THE EXERCISE
Can you output every line of the data below as a numbered list, omitting blank lines and leaving out the pictures?

═════ RECORDS SUPPLIED

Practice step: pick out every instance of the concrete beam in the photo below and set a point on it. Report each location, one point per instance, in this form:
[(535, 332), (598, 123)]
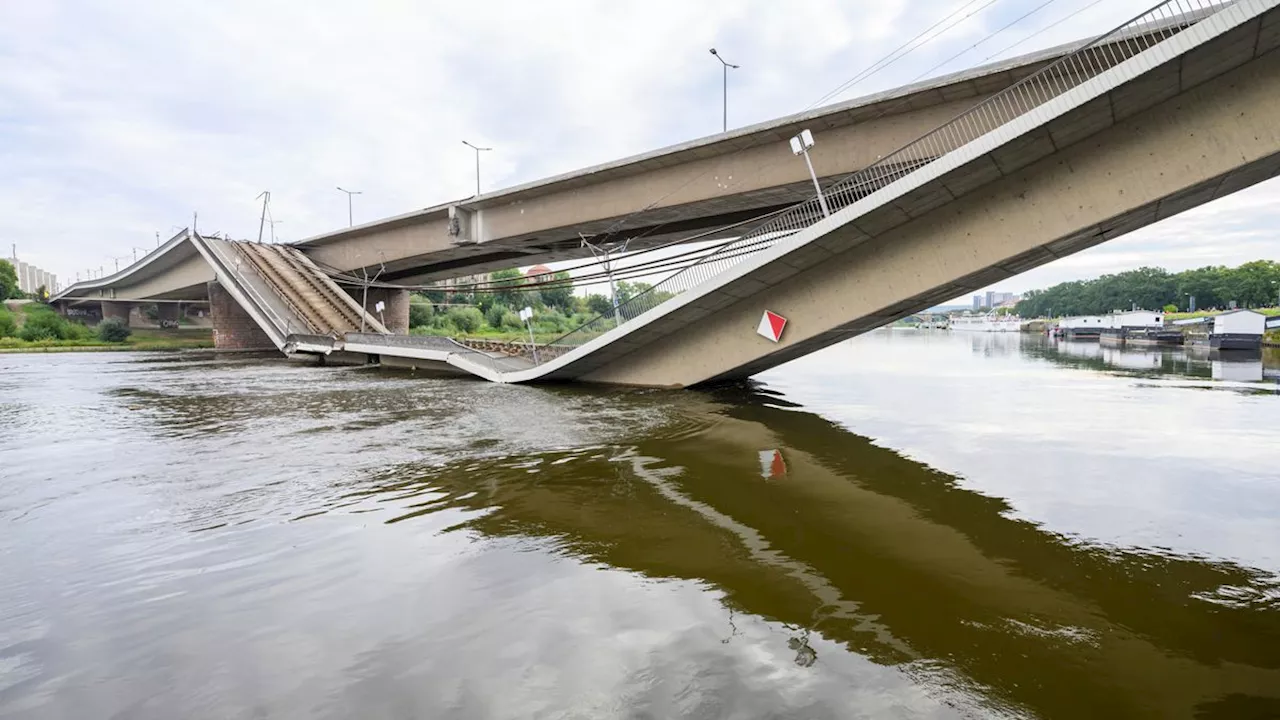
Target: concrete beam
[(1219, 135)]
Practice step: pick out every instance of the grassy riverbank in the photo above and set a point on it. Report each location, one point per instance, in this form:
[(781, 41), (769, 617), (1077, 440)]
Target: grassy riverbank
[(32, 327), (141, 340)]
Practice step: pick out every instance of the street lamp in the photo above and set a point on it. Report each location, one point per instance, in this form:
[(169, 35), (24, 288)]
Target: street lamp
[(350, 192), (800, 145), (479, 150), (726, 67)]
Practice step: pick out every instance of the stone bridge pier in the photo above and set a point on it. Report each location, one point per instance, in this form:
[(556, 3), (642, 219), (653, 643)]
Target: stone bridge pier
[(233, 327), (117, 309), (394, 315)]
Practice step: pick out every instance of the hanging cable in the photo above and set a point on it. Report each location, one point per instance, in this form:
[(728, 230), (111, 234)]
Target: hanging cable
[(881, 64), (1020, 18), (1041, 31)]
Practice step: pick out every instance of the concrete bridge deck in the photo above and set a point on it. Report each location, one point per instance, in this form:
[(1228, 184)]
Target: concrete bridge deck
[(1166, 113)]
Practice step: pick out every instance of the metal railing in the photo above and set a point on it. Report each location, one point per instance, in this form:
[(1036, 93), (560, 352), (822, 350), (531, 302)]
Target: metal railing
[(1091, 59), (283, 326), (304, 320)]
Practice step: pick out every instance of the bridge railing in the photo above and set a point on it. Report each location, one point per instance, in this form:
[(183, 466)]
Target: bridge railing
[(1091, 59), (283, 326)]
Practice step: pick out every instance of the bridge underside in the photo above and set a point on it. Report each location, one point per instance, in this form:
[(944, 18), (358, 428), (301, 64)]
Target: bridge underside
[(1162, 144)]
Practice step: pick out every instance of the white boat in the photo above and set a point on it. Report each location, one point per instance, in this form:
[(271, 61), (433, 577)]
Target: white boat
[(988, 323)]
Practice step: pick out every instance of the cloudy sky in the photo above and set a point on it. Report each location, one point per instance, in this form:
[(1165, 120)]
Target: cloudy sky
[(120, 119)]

══════════

EXERCISE RESPONSE
1. Practice step: pick out every instance of the concrete beam in the photo below and set a point on it. Report each location, one point per instance, in this form:
2. [(535, 332), (598, 123)]
3. Target: concrete beam
4. [(1219, 135)]
5. Practice step: pick out every instance of the grassy riverbank in the photo above and set a point on it. Report each location, one point per instance, in this form:
6. [(781, 41), (769, 617), (1077, 440)]
7. Target: grassy riverbank
8. [(32, 327), (141, 340)]
9. Practice step: pick out every instance of the street lamp in the photo above and set a point on it. Report each location, one point per instance, in this form:
10. [(169, 35), (24, 288)]
11. Target: street lamp
12. [(350, 192), (800, 145), (479, 150), (726, 67)]
13. Practice step: pick out every instance of the stone bridge pier in the photo above and set a point on it. Report each location, one point per instance, in this form:
14. [(556, 3), (642, 219), (653, 643)]
15. Target: stone bridge pier
16. [(233, 327), (117, 309), (394, 315)]
17. Practice step: pick out every instance of the hanging cable in the photo above and set a point on it. Report each location, one point per instance, in this form:
18. [(728, 230), (111, 234)]
19. Target: hanging cable
20. [(881, 64), (1020, 18), (1041, 31)]
21. Practice step: pick out every instance of the concrete bridge deck in the photo above and set a point on it. Report each location, one point per instance, in this form:
22. [(1228, 184)]
23. Target: concrete bridge deck
24. [(1166, 113)]
25. Practice step: pick out every instance of the metal railing in the photo above and set a point on it. Report each location, one point per instance, in this form:
26. [(1036, 93), (560, 352), (822, 350), (531, 302)]
27. Target: metal railing
28. [(1091, 59), (283, 326), (304, 320)]
29. Practice step: pick out every instance of the bridge railing in the photo above and set a point on it. Report each location, one point per instance, in this form:
30. [(183, 466)]
31. Target: bridge railing
32. [(1091, 59), (283, 326)]
33. Practice step: pick out every instance of the bridge underside in the photo above and set a point on it. Report each location, one point per instance, in this form:
34. [(944, 18), (358, 428), (301, 64)]
35. Target: bridge underside
36. [(1162, 144)]
37. Practice step: pick out every instance of the white boat in the photo above and set a point on it. Report each location, one point per instance, in this form:
38. [(271, 61), (433, 577)]
39. Target: white boat
40. [(988, 323)]
41. Practice step: pick out every instance of the cloudy sky in the photo above and set a point on it. Report each location, one point per instance, in this form:
42. [(1165, 120)]
43. Target: cloudy sky
44. [(120, 119)]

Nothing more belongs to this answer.